* [STUDY MATERIAL]
------------------------------------

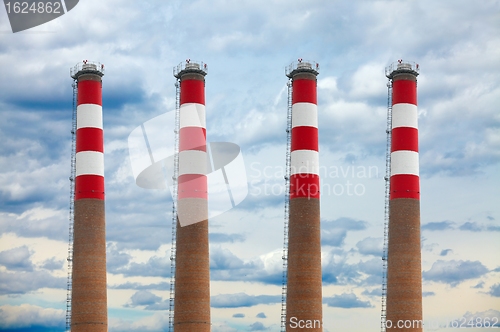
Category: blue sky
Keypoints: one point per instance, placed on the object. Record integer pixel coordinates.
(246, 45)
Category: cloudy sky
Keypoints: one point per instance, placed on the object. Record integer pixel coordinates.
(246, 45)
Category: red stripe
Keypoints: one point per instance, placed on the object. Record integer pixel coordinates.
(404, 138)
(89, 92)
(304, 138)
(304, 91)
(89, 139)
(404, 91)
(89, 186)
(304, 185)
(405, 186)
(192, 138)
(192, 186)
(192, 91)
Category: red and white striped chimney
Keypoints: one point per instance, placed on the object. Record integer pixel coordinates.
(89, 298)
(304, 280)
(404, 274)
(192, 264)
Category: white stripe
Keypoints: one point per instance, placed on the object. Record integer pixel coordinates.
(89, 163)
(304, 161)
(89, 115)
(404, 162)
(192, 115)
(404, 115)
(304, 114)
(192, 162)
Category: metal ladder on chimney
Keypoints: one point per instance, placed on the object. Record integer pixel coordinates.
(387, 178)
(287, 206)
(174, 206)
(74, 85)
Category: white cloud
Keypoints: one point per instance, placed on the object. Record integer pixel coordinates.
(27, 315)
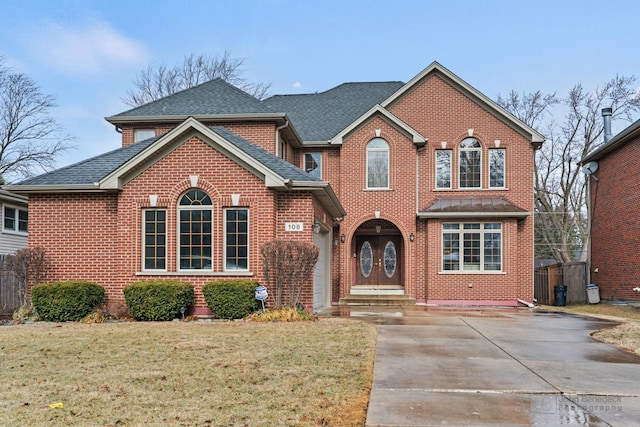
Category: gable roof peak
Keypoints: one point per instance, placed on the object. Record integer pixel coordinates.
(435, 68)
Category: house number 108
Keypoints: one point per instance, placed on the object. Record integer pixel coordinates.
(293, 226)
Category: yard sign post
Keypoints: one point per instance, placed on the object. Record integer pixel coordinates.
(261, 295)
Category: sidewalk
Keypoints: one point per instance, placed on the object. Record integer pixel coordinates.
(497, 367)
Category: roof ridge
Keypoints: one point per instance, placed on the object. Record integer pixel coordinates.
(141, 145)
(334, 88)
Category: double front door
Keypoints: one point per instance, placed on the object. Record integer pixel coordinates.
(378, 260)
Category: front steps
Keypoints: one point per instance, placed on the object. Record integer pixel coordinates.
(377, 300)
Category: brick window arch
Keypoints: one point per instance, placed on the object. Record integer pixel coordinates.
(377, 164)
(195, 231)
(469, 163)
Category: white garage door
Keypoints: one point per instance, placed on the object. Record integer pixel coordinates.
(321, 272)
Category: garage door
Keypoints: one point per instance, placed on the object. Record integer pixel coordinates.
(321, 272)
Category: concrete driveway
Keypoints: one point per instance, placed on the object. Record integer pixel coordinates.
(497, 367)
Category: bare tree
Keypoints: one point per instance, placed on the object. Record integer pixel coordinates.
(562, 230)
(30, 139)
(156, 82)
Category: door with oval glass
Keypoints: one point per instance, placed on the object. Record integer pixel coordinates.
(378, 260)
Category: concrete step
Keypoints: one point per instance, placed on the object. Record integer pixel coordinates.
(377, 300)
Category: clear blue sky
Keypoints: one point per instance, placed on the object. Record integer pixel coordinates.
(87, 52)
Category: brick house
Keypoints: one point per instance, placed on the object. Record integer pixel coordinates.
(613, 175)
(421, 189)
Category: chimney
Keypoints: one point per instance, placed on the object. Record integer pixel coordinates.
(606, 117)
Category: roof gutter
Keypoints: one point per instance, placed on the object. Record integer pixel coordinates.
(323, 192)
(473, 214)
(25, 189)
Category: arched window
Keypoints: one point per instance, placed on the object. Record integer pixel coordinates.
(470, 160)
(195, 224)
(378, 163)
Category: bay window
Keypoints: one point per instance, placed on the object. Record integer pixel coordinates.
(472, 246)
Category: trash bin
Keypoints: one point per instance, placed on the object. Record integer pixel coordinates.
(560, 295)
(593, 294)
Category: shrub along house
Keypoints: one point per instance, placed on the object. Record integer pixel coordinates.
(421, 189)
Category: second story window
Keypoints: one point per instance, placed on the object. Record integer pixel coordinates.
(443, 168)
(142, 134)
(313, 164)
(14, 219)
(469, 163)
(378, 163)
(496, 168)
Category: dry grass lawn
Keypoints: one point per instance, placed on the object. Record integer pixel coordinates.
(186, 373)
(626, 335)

------------------------------------

* [WHAT IS REQUIRED]
Provide solely the number of lines in the data that include the word "house".

* [SOLVED PROBLEM]
3